◆ Texto de apoio ◆
....................

Ludmilla perde processo de racismo que movia contra Marcão do Povo

Ludmilla perde processo de racismo que movia contra Marcão do Povo

Há seis anos travando uma batalha judicial contra Marcão do Povo, a cantora Ludmilla foi derrotada na justiça no processo penal que movia contra o apresentador do SBT.

A cantora acusava o apresentador de ofender sua honra, após ter sido chamada de “pobre macaca” durante o quadro “A Hora da Venenosa”, do “Balanço Geral DF”, em janeiro do ano de 2017.

Após a repercussão negativa na mídia, a Record Brasília demitiu Marcão do Povo. O apresentador foi contratado meses depois por Silvio Santos, para apresentar o programa jornalístico “Primeiro Impacto” nas manhãs do SBT.

....................

◆ Bloco de dados ◆
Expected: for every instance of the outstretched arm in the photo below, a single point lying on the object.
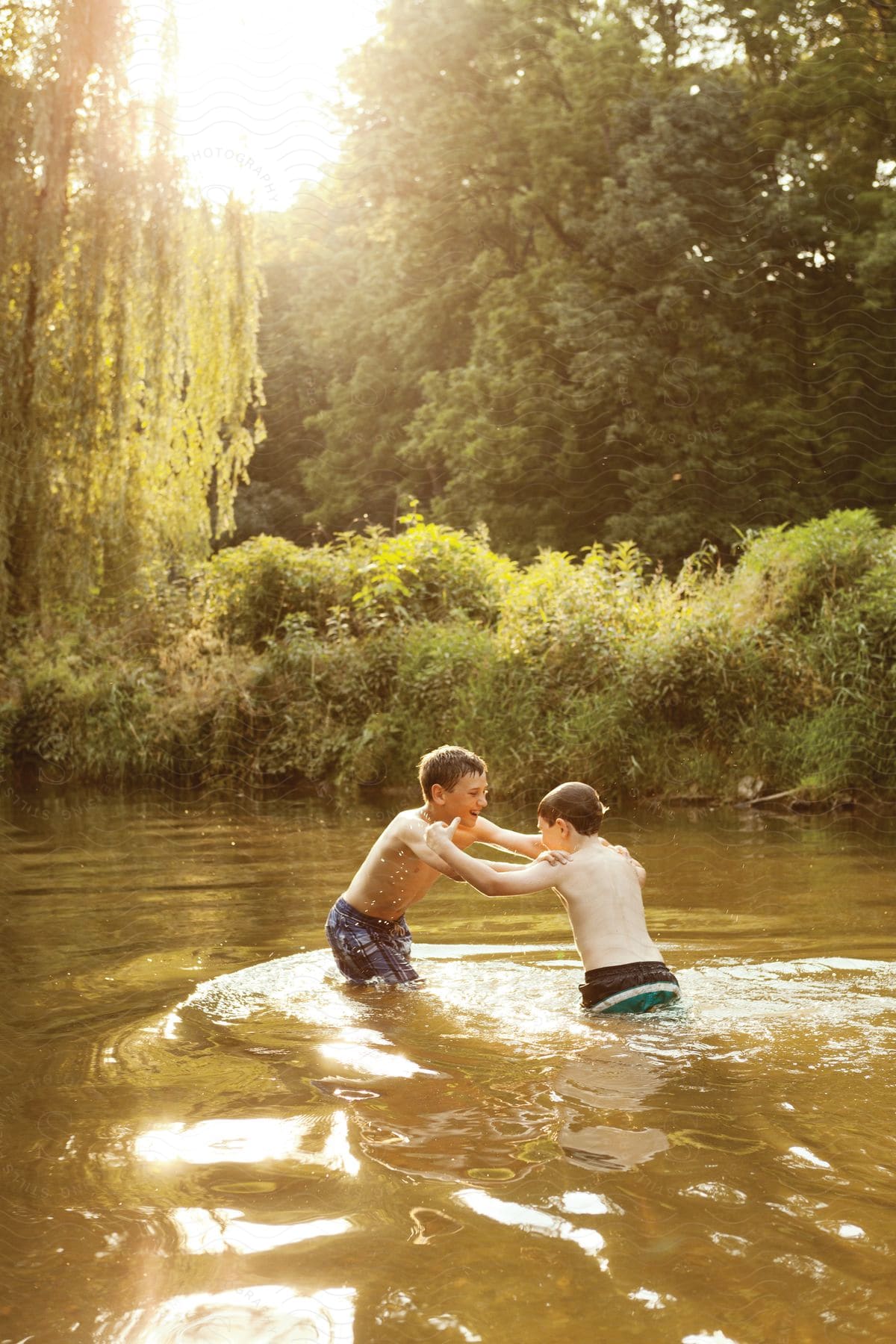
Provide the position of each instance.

....................

◆ Atividades propostas ◆
1. Responda às perguntas com base na notícia sobre o processo de Ludmilla:
(a) Há quantos anos Ludmilla travava a batalha judicial contra Marcão do Povo?
(b) Em que mês e ano a cantora foi chamada de “pobre macaca” no quadro “A Hora da Venenosa”?
(c) Qual emissora demitiu Marcão do Povo após a repercussão negativa na mídia?
2. Transcreva da notícia sobre o processo de Ludmilla o trecho que começa em "Há seis anos" e termina em "ano de 2017.", incluindo estas últimas palavras.

◆ Exercício resolvido ◆
1.
(a) Há seis anos.
(b) Em janeiro de 2017.
(c) A Record Brasília.

2.
Há seis anos travando uma batalha judicial contra Marcão do Povo, a cantora Ludmilla foi derrotada na justiça no processo penal que movia contra o apresentador do SBT.

A cantora acusava o apresentador de ofender sua honra, após ter sido chamada de “pobre macaca” durante o quadro “A Hora da Venenosa”, do “Balanço Geral DF”, em janeiro do ano de 2017.